# Development of polymer building, including monomer and bonding spec

In [None]:
from rdkit import Chem
from rdkit.Chem import RWMol, BondType

from polymerist import rdutils
from polymerist.rdutils import rdkdraw
from polymerist.rdutils.rdtypes import RDAtom, RDBond, RDMol
from polymerist.rdutils.labeling import atomwise, molwise
from polymerist.rdutils.labeling.molwise import assign_ordered_atom_map_nums
from polymerist.rdutils.amalgamation import bonding, portlib

from polymerist.genutils.iteration import iter_len
from polymerist.genutils.decorators.functional import optional_in_place

# Port-binding rules

## Test structures

In [None]:
# some "normal" molecules for testing
H  = Chem.MolFromSmarts('[#1]-[1#0]')

Point labeling dataset excerpts:
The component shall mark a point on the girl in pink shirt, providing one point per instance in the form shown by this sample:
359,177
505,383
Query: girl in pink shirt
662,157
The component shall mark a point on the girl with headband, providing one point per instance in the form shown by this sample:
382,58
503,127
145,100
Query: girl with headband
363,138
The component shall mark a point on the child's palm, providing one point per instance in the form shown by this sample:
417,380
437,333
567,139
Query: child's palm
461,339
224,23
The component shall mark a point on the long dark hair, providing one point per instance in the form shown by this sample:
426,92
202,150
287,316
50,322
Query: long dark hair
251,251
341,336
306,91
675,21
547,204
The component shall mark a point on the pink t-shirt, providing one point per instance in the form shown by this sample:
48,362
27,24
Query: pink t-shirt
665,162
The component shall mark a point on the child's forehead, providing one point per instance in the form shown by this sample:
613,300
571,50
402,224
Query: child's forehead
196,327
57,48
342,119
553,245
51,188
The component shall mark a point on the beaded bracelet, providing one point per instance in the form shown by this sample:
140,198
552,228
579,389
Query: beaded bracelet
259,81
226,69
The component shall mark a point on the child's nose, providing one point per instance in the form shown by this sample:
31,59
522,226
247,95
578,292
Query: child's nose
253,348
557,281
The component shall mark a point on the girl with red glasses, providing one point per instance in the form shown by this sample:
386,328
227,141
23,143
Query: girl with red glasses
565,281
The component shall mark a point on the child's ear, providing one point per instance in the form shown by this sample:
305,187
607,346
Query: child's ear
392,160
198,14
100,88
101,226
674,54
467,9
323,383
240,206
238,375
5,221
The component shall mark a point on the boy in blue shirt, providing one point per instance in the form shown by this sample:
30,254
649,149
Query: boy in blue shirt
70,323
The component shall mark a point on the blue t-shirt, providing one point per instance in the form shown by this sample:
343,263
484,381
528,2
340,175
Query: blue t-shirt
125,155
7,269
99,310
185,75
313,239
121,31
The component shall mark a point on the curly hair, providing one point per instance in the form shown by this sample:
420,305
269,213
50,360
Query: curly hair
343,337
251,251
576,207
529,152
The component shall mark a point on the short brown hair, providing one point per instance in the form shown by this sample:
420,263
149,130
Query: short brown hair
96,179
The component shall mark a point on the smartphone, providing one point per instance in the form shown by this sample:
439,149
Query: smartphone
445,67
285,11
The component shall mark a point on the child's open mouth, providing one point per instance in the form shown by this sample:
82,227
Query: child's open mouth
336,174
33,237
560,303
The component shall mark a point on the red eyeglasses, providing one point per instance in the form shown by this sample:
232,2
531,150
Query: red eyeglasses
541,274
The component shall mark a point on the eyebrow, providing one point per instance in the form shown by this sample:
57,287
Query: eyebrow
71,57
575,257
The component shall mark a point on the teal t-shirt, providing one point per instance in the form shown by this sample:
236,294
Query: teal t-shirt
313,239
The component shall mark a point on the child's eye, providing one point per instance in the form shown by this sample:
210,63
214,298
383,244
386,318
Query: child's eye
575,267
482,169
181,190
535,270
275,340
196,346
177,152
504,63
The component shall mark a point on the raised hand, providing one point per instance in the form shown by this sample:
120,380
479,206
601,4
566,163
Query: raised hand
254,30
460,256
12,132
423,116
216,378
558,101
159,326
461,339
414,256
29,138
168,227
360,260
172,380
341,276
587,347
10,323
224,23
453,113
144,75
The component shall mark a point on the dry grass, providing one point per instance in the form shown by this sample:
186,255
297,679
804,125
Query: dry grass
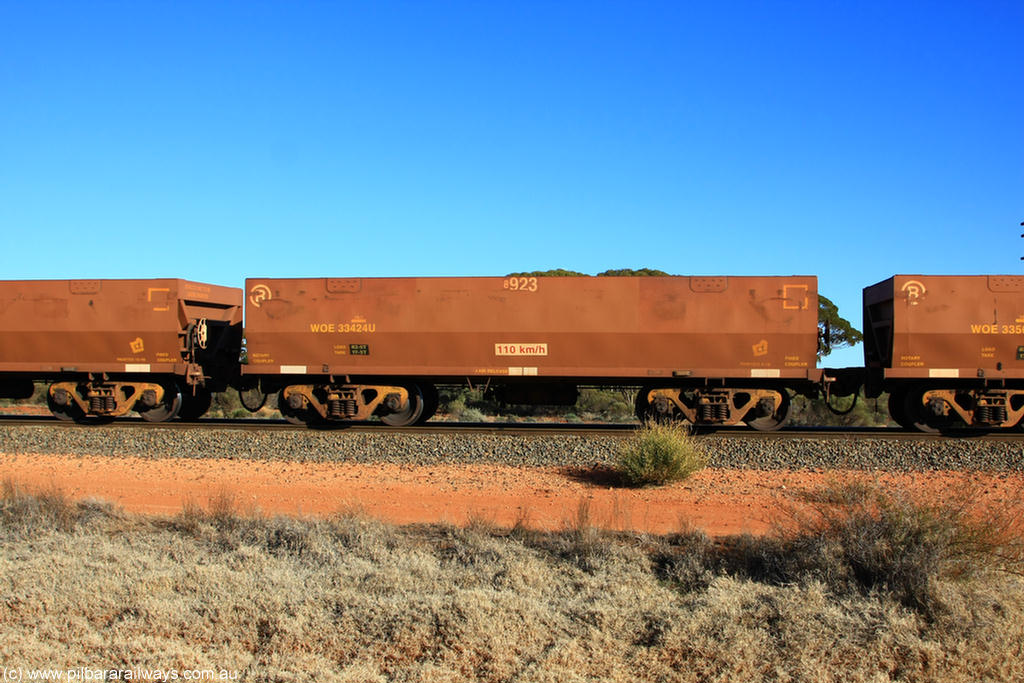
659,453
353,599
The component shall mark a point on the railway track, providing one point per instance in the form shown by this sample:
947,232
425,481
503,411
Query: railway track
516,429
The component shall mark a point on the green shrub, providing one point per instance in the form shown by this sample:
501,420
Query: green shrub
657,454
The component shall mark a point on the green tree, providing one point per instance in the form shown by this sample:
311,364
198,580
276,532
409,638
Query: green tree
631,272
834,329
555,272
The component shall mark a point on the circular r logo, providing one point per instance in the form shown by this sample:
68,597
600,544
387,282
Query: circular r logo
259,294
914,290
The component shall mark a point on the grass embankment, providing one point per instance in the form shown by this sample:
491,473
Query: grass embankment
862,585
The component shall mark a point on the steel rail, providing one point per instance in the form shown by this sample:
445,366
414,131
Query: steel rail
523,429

■ **What to do**
• a. Answer these questions about the polymer-building notebook, one answer per line:
(i) Which function does the notebook import from polymerist.rdutils.labeling.molwise?
(ii) From which module does it import optional_in_place?
(iii) What SMARTS string is assigned to H?
• b. Please write the next part of the polymer-building notebook, picking up right after its last line.

■ **Expected outputs**
• a.
(i) assign_ordered_atom_map_nums
(ii) polymerist.genutils.decorators.functional
(iii) '[#1]-[1#0]'

• b.
OH = Chem.MolFromSmarts('[#1]-[O]-[2#0]')
METHYL = Chem.MolFromSmarts('[#6](-[2#0])(-[2#0])(-[3#0])(-[1#0])')
CARBONYL = Chem.MolFromSmarts('[#6]-[#6](=[#8])-[1#0]')
WITTIG = Chem.MolFromSmarts('[#6](=[1#0])(-[2#0])(-[#1])')
WITTIG_DUAL = Chem.MolFromSmarts('[#6](=[1#0])(-[#7](-[#1])(-[#1]))(-[#1])')

TEST_MOLS_NORMAL = (
    H,
    OH,
    METHYL,
    WITTIG,
    WITTIG_DUAL,
    CARBONYL
)

# Pathological examples for debug
DOUBLE_MID = Chem.MolFromSmarts('[#6](-[1#0])(-[#1])=[#0]-[#6](-[#1])(-[#1])(-[2#0])')
NEUTRONIUM = Chem.MolFromSmarts('[#0]-[#0]')
GHOST_WATER = Chem.MolFromSmarts('[#1]-[#0]-[#1]')

TEST_MOLS_PATHO = (
    DOUBLE_MID,
    NEUTRONIUM,
    GHOST_WATER
)

# COMBINE FOR UNIVERSAL TESTING
TEST_MOLS = (
    *TEST_MOLS_NORMAL,
    *TEST_MOLS_PATHO
)

In [None]:
rdkdraw.disable_substruct_highlights()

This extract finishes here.